◆ **ACTIVITY**: From the entries below, count every line that contains the word "silver". Please give the number and nothing else.

○ ○ ○ ○

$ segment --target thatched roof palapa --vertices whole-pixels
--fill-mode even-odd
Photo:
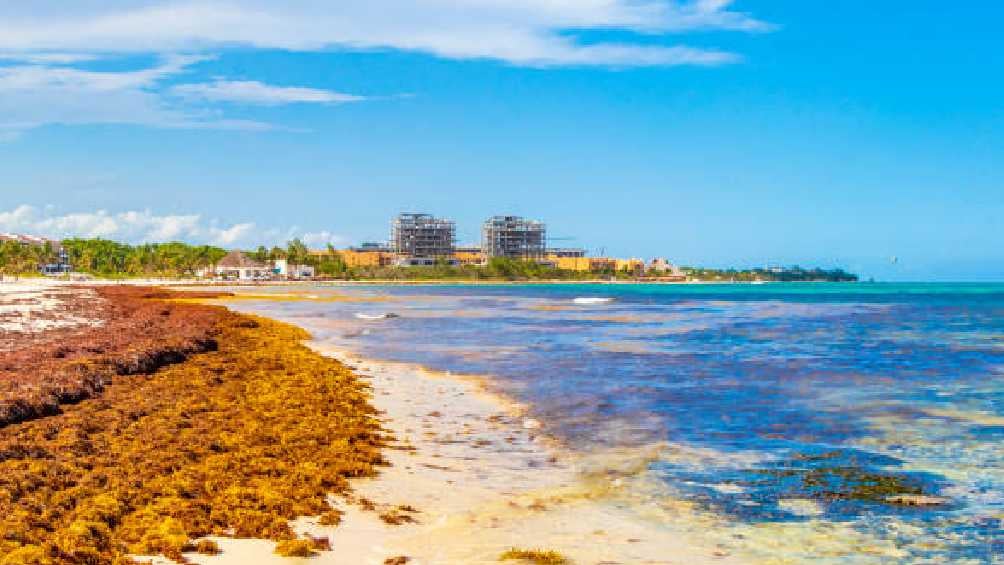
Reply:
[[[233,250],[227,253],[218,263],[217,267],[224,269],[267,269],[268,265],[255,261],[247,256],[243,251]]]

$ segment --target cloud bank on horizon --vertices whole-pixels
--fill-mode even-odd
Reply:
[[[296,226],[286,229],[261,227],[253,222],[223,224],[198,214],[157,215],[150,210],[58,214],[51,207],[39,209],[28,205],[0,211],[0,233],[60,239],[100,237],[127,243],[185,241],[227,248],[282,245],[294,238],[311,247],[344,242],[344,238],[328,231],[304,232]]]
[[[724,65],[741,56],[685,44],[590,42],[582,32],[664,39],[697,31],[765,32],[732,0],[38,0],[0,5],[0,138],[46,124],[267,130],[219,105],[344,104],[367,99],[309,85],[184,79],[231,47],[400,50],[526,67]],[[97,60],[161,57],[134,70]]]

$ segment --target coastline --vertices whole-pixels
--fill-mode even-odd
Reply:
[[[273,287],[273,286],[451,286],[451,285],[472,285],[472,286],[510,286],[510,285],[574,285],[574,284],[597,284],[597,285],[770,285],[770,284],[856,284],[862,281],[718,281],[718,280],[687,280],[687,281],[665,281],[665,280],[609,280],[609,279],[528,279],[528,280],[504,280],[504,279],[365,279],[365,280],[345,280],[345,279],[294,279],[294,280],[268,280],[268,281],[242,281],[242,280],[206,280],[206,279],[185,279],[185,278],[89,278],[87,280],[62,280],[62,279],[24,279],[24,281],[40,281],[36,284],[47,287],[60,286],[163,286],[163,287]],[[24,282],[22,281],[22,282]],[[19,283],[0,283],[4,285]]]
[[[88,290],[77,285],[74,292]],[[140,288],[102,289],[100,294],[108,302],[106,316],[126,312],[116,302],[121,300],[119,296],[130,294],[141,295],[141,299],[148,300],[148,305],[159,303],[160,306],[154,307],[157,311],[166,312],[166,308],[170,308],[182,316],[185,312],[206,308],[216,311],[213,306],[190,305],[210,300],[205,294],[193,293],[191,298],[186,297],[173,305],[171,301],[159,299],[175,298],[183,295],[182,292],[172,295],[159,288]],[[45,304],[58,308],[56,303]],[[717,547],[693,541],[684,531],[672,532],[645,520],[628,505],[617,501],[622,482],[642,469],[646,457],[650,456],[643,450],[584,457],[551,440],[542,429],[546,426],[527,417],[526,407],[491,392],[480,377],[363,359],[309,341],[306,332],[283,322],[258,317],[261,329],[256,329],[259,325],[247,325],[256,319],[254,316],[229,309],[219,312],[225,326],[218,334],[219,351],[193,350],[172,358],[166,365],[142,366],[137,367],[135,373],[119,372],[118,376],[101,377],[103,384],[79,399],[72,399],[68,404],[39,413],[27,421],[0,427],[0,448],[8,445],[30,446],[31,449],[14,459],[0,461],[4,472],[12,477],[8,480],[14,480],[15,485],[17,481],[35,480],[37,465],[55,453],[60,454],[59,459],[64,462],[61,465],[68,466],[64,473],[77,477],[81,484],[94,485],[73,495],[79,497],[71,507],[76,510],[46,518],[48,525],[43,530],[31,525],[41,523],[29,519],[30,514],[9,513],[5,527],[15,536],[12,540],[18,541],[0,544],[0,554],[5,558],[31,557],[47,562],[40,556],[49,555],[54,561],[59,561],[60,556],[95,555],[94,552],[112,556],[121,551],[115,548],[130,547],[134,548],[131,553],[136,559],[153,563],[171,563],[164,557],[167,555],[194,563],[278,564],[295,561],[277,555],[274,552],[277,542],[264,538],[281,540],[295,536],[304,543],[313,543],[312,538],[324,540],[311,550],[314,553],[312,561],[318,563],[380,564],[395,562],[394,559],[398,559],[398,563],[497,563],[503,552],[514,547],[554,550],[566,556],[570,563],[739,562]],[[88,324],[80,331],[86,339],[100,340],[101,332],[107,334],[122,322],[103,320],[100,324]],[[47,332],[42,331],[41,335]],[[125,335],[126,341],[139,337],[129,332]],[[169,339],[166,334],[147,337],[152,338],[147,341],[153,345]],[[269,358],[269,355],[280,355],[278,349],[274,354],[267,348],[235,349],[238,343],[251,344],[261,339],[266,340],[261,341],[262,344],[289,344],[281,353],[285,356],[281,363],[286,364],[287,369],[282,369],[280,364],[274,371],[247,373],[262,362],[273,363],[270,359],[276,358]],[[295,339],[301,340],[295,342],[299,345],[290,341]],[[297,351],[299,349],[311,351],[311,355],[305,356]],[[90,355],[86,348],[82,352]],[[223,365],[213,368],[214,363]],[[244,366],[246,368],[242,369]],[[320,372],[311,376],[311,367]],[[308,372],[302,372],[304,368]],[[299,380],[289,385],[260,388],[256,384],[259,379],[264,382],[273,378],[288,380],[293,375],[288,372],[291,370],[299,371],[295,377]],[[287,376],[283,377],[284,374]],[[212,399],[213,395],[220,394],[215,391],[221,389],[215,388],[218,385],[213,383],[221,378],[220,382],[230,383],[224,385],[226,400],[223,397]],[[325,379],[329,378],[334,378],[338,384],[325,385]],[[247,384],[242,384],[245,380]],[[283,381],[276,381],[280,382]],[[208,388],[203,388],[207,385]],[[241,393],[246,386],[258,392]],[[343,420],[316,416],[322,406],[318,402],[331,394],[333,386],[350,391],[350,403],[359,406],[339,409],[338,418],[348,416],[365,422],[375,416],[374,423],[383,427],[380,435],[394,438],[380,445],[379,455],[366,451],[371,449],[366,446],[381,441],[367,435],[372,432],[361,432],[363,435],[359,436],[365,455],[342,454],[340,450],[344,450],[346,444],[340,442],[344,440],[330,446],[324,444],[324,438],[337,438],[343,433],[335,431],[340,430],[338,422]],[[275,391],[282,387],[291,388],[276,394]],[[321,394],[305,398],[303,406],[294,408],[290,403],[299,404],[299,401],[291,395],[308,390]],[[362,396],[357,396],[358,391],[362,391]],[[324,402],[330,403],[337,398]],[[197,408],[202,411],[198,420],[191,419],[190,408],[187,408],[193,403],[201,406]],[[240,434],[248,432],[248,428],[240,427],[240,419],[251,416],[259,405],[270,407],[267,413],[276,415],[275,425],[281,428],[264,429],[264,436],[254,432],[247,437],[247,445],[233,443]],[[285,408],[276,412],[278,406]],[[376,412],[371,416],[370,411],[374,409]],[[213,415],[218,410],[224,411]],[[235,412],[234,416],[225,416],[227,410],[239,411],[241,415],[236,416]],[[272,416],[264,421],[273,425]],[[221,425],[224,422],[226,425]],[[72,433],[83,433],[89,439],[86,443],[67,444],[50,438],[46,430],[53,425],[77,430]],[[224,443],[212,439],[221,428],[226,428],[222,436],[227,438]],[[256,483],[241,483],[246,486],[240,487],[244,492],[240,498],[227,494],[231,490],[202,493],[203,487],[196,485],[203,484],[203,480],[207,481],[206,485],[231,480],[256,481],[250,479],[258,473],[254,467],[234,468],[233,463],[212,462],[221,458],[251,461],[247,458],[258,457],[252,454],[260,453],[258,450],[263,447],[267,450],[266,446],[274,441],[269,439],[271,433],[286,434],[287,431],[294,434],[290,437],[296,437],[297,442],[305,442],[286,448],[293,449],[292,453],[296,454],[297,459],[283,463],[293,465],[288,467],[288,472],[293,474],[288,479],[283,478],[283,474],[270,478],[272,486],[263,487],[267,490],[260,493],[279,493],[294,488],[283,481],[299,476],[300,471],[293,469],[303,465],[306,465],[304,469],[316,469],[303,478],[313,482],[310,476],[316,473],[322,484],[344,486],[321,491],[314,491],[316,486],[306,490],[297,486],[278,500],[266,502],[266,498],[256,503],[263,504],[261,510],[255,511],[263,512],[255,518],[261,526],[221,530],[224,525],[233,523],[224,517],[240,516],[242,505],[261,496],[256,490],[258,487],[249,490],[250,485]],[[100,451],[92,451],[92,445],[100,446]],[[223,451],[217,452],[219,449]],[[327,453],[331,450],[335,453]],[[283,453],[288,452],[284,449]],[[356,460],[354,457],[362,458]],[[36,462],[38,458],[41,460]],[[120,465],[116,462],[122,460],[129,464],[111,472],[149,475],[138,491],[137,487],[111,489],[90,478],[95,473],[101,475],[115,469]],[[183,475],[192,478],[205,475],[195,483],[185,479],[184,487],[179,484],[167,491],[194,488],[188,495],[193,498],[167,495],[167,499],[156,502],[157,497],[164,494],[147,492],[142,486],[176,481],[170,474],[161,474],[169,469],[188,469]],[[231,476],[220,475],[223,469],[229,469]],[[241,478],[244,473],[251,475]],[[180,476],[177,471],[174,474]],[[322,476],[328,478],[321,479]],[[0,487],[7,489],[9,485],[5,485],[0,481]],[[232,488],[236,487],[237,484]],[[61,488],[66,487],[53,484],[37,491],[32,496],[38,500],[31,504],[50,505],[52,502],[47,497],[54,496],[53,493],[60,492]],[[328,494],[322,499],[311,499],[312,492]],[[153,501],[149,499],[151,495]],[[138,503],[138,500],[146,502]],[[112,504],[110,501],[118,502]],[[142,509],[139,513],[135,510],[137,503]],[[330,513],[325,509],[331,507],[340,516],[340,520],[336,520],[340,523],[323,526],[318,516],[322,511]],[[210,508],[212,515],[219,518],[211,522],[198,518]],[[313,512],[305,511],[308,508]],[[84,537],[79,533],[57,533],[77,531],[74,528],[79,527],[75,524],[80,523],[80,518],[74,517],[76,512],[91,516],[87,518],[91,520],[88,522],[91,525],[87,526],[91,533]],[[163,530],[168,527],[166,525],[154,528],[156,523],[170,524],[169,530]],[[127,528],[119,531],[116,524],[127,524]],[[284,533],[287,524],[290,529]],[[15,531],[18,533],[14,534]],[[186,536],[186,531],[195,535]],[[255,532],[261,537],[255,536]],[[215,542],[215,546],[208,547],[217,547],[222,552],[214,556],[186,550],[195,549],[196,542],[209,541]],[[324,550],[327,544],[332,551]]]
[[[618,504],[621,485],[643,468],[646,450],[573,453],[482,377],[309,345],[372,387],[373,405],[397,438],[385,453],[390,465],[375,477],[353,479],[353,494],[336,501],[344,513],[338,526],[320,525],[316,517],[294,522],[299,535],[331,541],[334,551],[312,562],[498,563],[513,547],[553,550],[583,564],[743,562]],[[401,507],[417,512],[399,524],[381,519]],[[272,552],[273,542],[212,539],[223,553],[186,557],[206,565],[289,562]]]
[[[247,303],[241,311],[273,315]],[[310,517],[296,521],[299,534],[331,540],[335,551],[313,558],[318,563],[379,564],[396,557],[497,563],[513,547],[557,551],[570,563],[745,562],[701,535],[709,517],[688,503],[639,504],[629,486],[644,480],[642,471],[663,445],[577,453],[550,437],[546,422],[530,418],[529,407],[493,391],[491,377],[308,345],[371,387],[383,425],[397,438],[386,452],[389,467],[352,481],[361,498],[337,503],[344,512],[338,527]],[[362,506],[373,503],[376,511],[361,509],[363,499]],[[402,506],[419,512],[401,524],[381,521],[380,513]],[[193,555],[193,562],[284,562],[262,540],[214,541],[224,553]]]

○ ○ ○ ○

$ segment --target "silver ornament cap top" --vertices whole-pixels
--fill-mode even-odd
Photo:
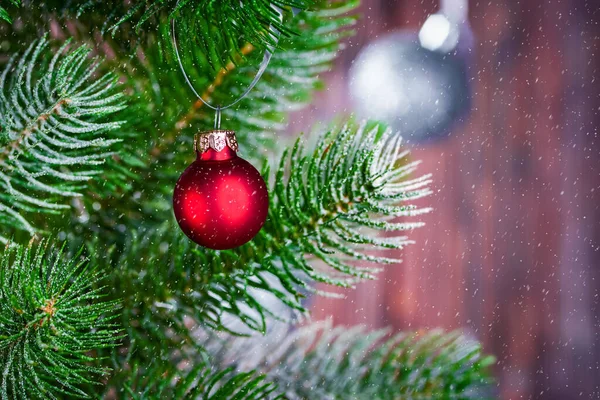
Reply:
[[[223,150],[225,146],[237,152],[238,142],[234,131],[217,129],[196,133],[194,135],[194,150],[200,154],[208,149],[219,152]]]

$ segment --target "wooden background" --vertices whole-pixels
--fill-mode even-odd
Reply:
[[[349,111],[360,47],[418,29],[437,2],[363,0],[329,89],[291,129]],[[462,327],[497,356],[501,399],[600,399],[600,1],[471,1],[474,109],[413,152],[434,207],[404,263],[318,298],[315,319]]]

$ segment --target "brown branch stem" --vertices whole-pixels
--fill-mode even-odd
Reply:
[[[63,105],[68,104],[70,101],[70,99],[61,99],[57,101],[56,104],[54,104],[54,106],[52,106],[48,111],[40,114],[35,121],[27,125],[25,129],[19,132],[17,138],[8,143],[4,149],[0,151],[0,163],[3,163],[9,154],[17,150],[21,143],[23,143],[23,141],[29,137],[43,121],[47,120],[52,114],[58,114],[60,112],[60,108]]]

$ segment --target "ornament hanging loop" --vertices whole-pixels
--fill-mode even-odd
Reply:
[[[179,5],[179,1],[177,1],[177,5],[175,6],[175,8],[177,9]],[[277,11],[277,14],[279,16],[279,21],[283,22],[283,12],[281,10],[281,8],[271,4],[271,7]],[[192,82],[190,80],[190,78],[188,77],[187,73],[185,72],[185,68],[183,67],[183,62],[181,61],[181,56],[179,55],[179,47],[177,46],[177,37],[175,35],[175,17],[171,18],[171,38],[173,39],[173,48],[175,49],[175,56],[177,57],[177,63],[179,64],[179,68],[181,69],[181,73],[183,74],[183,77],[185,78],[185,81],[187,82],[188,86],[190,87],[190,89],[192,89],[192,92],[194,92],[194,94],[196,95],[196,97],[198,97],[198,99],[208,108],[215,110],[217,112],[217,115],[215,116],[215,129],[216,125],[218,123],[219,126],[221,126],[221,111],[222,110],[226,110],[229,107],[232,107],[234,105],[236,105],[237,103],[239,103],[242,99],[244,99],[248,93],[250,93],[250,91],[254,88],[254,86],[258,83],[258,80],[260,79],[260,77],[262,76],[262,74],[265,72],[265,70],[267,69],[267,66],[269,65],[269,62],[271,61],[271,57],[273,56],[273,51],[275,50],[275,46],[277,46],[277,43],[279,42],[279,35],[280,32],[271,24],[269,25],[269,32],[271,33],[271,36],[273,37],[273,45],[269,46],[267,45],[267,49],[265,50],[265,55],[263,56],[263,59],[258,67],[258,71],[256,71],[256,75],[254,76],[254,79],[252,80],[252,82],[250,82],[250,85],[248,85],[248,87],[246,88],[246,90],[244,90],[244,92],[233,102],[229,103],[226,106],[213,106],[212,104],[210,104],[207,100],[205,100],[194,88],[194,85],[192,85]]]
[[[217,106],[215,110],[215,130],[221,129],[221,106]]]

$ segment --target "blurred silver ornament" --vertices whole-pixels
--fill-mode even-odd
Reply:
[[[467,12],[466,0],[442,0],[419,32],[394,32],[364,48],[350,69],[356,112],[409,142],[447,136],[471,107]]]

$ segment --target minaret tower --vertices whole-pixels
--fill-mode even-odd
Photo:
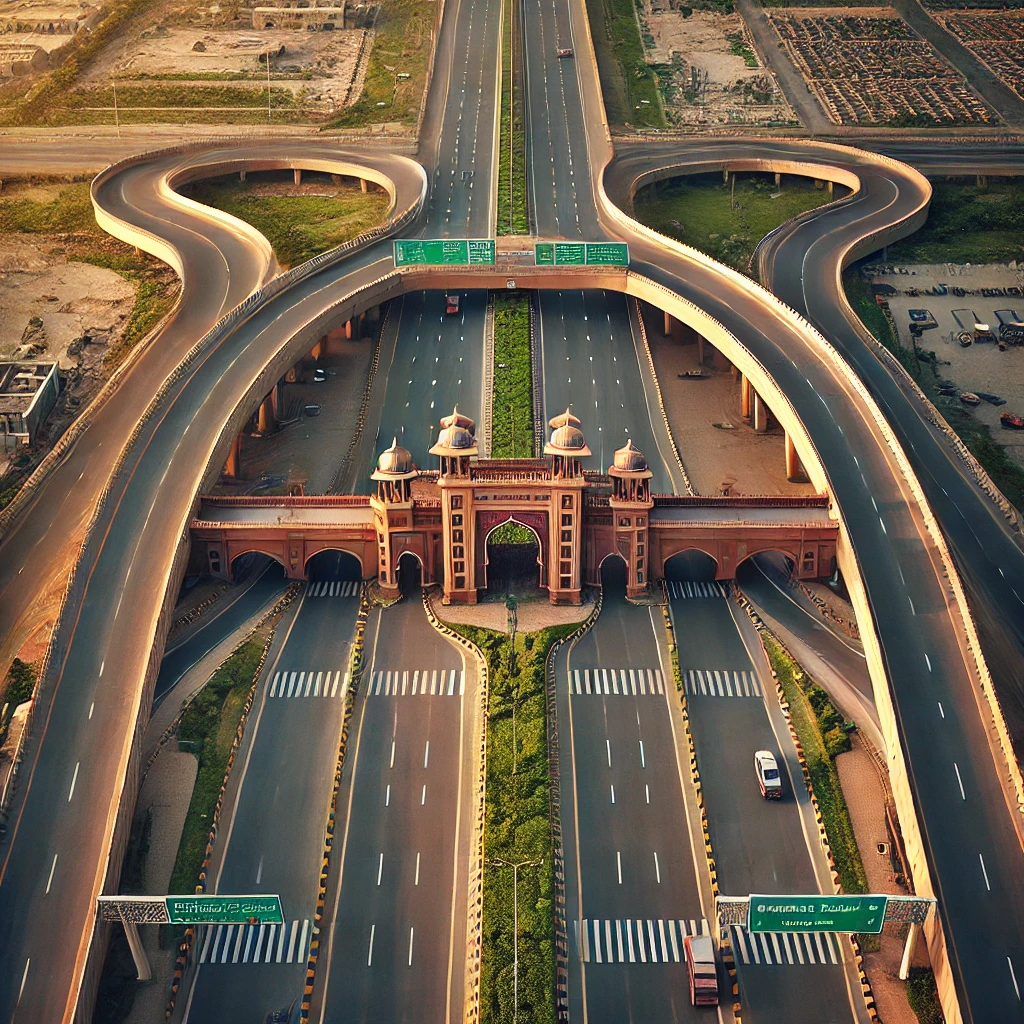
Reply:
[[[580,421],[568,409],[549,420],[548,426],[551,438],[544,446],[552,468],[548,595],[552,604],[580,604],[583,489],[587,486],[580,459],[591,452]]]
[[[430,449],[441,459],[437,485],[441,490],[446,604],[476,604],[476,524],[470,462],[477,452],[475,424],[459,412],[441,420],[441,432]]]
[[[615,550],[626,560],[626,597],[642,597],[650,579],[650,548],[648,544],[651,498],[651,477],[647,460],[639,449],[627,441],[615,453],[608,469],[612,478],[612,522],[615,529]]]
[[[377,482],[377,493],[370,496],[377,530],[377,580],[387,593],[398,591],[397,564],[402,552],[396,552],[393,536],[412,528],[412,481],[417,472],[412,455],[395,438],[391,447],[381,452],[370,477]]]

○ ○ ○ ○

◆ **YOUR SOLUTION**: 2